» Problems to solve:
1. In the email below, which two sysctls are under SCHED_DEBUG in the latest Linus' tree?
2. Do these statements agree with the email below? (a) The scheduler can work out the correct setting for these sysctls by itself. (b) "RT watchdog" and "RT throttling" seem very questionable. (c) A SCHED_FIFO process can be preempted by a higher priority process.

» Extract to read:
------------------------------------

Peter Zijlstra wrote:
On Tue, 2008-02-05 at 15:37 -0800, Max Krasnyanskiy wrote:
Folks,
I just realized that in latest Linus' tree following sysctls are under
SCHED_DEBUG:
sched_rt_period
sched_rt_ratio
I do not believe that is correct. I know that we do not want to expose
scheduler knobs
in general but theses are not the heuristic kind of knobs. There is no way the scheduler
can magically figure out what the correct setting should be here.
Yeah, since fixed.
Super. I guess it's not in mainline yet. Or it wasn't yesterday.
Also shouldn't those new RT features that recently went be configurable and _disabled_
by default ? For example "RT watchdog" and "RT throttling" actually seem very questionable.
SCHED_FIFO is clearly defined as
"
A SCHED_FIFO process runs until either it is blocked by an I/O request, it is preempted
by a higher priority process, or it calls sched_yield(2).

------------------------------------

» Given entries:

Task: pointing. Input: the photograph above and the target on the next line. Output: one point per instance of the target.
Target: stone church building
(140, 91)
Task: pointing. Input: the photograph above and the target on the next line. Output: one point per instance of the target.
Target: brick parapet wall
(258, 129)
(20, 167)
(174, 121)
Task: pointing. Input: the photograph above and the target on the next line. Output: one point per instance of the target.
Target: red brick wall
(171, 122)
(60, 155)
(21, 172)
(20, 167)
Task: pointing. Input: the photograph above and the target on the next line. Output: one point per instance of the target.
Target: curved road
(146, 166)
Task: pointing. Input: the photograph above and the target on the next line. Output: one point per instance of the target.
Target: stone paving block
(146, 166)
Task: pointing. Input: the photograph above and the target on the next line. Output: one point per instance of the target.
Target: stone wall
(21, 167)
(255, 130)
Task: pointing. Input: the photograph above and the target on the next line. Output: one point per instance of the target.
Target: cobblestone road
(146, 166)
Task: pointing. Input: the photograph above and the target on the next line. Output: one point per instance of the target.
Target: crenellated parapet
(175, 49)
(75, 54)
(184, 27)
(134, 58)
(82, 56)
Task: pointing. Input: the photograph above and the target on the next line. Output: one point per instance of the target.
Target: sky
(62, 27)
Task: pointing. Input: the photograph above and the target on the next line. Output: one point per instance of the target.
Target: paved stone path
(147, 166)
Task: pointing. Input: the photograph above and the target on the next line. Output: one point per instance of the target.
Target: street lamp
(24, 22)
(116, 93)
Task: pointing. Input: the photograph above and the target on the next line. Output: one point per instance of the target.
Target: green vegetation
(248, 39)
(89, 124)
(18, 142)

------------------------------------

» Outputs by task:
1. sched_rt_period and sched_rt_ratio

2.
(a) No: "There is no way the scheduler can magically figure out what the correct setting should be here."
(b) Yes: "For example "RT watchdog" and "RT throttling" actually seem very questionable."
(c) Yes: "it is preempted by a higher priority process"